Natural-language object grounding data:
═══

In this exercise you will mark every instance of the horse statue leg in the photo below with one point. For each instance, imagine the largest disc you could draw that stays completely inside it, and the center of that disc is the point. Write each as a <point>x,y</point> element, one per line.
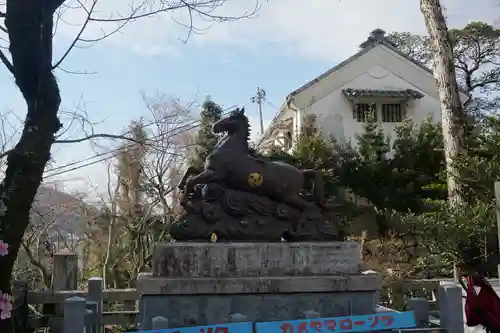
<point>206,176</point>
<point>191,170</point>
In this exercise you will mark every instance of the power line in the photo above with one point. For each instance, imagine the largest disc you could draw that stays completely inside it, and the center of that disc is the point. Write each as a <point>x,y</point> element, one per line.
<point>258,98</point>
<point>115,152</point>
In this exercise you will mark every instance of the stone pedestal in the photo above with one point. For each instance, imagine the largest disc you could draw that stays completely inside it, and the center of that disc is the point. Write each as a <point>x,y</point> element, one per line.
<point>204,283</point>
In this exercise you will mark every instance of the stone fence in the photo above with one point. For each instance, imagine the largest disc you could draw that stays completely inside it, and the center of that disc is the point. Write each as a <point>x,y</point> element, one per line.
<point>437,307</point>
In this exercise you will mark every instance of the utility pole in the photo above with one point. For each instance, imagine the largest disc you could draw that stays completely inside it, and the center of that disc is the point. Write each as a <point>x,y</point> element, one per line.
<point>258,98</point>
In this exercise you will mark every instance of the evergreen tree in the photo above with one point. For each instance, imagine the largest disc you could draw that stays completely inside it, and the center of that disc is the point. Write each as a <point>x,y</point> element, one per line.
<point>206,139</point>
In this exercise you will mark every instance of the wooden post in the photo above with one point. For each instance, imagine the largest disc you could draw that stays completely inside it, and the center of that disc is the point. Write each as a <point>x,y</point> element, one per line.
<point>497,204</point>
<point>64,278</point>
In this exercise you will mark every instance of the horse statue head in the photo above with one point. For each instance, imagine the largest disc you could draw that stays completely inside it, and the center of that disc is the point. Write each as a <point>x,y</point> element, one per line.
<point>234,123</point>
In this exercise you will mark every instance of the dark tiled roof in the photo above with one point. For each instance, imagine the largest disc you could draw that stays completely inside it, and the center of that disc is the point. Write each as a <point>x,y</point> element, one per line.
<point>407,93</point>
<point>377,37</point>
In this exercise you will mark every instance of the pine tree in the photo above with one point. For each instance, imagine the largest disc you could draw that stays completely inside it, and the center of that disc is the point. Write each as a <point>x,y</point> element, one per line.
<point>206,139</point>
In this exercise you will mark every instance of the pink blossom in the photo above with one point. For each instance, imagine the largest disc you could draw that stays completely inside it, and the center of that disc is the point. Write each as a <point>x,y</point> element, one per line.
<point>4,248</point>
<point>4,314</point>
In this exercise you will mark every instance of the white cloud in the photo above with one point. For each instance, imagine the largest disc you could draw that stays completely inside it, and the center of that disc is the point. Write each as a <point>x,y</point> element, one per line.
<point>325,29</point>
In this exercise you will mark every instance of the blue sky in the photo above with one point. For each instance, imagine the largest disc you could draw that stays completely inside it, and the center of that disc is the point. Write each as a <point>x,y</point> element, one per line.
<point>287,44</point>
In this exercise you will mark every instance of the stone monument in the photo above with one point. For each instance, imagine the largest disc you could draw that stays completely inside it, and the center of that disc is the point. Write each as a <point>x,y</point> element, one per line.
<point>250,273</point>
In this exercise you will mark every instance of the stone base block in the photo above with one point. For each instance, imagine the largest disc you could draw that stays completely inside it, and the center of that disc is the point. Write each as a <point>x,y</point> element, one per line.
<point>148,284</point>
<point>255,259</point>
<point>205,301</point>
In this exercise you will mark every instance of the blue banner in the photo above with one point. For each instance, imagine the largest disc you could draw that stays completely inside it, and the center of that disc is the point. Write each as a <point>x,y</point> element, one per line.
<point>365,323</point>
<point>246,327</point>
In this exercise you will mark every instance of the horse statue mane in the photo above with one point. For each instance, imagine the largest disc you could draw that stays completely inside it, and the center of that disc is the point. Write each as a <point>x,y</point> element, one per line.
<point>240,114</point>
<point>240,197</point>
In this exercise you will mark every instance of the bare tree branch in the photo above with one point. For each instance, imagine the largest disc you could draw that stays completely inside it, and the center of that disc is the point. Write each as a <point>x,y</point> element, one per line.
<point>6,62</point>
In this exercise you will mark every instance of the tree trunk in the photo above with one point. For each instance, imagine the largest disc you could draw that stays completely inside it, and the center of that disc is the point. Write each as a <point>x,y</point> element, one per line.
<point>452,111</point>
<point>29,25</point>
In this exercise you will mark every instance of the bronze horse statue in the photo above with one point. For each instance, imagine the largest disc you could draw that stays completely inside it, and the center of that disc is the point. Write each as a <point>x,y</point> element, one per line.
<point>231,164</point>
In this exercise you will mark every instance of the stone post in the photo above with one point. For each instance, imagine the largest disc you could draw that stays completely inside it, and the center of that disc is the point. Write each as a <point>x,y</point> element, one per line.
<point>95,288</point>
<point>420,307</point>
<point>497,201</point>
<point>92,320</point>
<point>64,278</point>
<point>451,308</point>
<point>74,315</point>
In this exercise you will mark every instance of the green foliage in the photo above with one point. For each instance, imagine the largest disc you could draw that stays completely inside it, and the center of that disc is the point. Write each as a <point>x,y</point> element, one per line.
<point>476,49</point>
<point>460,235</point>
<point>206,139</point>
<point>400,180</point>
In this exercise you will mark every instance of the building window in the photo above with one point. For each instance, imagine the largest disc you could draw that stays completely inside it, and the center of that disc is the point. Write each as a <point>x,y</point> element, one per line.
<point>392,113</point>
<point>363,111</point>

═══

*Problem description*:
Retype each line above exactly and leave out any picture.

*Answer area*:
In this exercise you will mark every instance of the horse statue leg in the photo below with one point. For each instance, imagine the largest disc you could draw that stays completely inside it, and the center of that disc is the point. Write each as a <point>x,y</point> element, one per line.
<point>206,176</point>
<point>191,170</point>
In this exercise you will mark every instance of the power line in the photo above with one point. For each instance, imagine the largest disc you could draw that stays completely inside it, and the center of that disc is the point. Write each as a <point>x,y</point> element, one per line.
<point>258,98</point>
<point>115,152</point>
In this exercise you will mark every instance of the stone pedestal in the photo above with one point. For each instance, imagine the largest disc you could draw that stays completely inside it, and the center of that disc is the point. Write each as a <point>x,y</point> element, one per line.
<point>204,283</point>
In this exercise you will mark every instance of the stone fence in the photo above with one point. For each instance, imagine the largest disc you could draw that stays completely inside it, and the center of that disc is the point. Write each as a <point>x,y</point> element, one per line.
<point>437,307</point>
In this exercise you will mark every instance of the utility pole in the photo above with one point. For each instance, imagine the largest disc you could draw that stays completely inside it, and the center of that disc is the point. Write each as a <point>x,y</point> element, one per line.
<point>258,98</point>
In this exercise you will mark every instance of the evergreen tree in the photo above with one point. For each instance, imagine the largest disc you could draw that stays completely inside it, and the center of that disc is the point. Write each as a <point>x,y</point> element, one per line.
<point>206,139</point>
In this exercise you will mark every instance of the wooden post in the photo above with one point. For each instance, imagine the largest disc you could draw that stays completely inside it, and the center of that disc is the point. Write each as a <point>x,y</point> element, one per line.
<point>497,204</point>
<point>64,278</point>
In this exercise you will mark every instance of the horse statue head in the photo above with one point. For each instance, imagine the largest disc you could draw that stays completely inside it, and the center of that disc is the point. Write each as a <point>x,y</point> element, one per line.
<point>234,123</point>
In this exercise you will mark every instance of the dark tiled roof in the photo above with one point. For each instance, imagine the largest disc you could draw that stays completely inside it, and the center of that disc is the point. Write each as a <point>x,y</point> element, one per line.
<point>407,93</point>
<point>377,37</point>
In this exercise you will mark every instance of the pine tree in the photo above with one point. For each instance, imagine the largest disc you could draw that stays completely inside it, and the center of that disc is the point. Write each as a <point>x,y</point> element, one per line.
<point>206,139</point>
In this exercise you will mark every instance of the pink blossom in the photo above with one point. For each instance, imagine the largest disc you could draw that stays completely inside it, and the center of that disc is the point. Write each as a <point>x,y</point> element, one per line.
<point>4,248</point>
<point>4,314</point>
In this exercise you will mark every instance of the white cloud in the photo above with one point. For each instance, imagine the largest disc you could draw that stays completely inside it, and the center of that disc is the point. Write each as a <point>x,y</point> element, one per line.
<point>325,29</point>
In this exercise you will mark every instance of the blue sky in the photo above with one point. For each instance, imagine the largest disc you could draw that stays completely inside it, and the center of that disc is the point. Write each as a <point>x,y</point> element, one per line.
<point>287,44</point>
In this exercise you will mark every instance of the stone monument in the photo above with one point. For each instance, imagine the largest disc you could draw that stays completely inside it, and the center of that disc is the point. Write each as a <point>x,y</point> element, one per line.
<point>250,273</point>
In this exercise you will mark every instance of the stone base block in the photo above with one point. For each instance, imagine the largest disc you could draw that stays completely inside it, and the center of that disc is the point. Write each as a <point>x,y</point> element, one per line.
<point>148,284</point>
<point>255,259</point>
<point>205,301</point>
In this exercise you will mark every instance of the blue banner in the photo above with one point. For each instance, imagine the largest disc you could draw that stays completely inside it, and the center of that disc is the point. Write each as a <point>x,y</point> element, one per line.
<point>365,323</point>
<point>246,327</point>
In this exercise you will mark every instance of the horse statue mane in the photo above with one point. For each instance, imagine the largest disc you could draw that stays completely inside it, and the center of that disc is the point. Write each as a <point>x,y</point> element, one per line.
<point>240,114</point>
<point>240,197</point>
In this exercise you will mark every instance of the bare tree branch in the photo above with one point. For each instance, imagine the largest disc you could draw that stays completely inside it, and the center of that disc is the point. Write each as a <point>x,y</point> element, one per line.
<point>6,62</point>
In this exercise you will mark every instance of the tree trunk in the photo above with one point. For each instance, imagine the largest disc you could draw that stays completely inside it, and the center of that disc is the point. Write each as a <point>x,y</point> element, one per line.
<point>452,111</point>
<point>29,25</point>
In this exercise you will mark every instance of the bronze horse statue in the photo above with one point. For each instance, imagine the largest disc you could draw that stays completely inside it, and the center of that disc is the point. Write each as a <point>x,y</point> element, one per line.
<point>231,164</point>
In this exercise you will mark every instance of the stone post in the photo above with one point. For each instance, imagine the largest disc you could draw that stays completely inside it, and the center of that disc is the point. Write each as a <point>x,y</point> element, one per line.
<point>95,288</point>
<point>420,307</point>
<point>497,201</point>
<point>92,320</point>
<point>64,278</point>
<point>451,308</point>
<point>74,315</point>
In this exercise you will mark every instance of the green foliage in the photo above with one point. For each instance, imagine the largest disc you could draw that stays completely inside it, and the center of that disc is the point. Write each as a <point>x,y</point> element, one per line.
<point>476,49</point>
<point>460,235</point>
<point>206,139</point>
<point>400,180</point>
In this exercise you will mark every instance of the building window in the photo above with one point. For each instance, imagine the largest disc you could draw that stays completely inside it, and the center of that disc is the point. Write each as a <point>x,y</point> element, one per line.
<point>392,113</point>
<point>363,111</point>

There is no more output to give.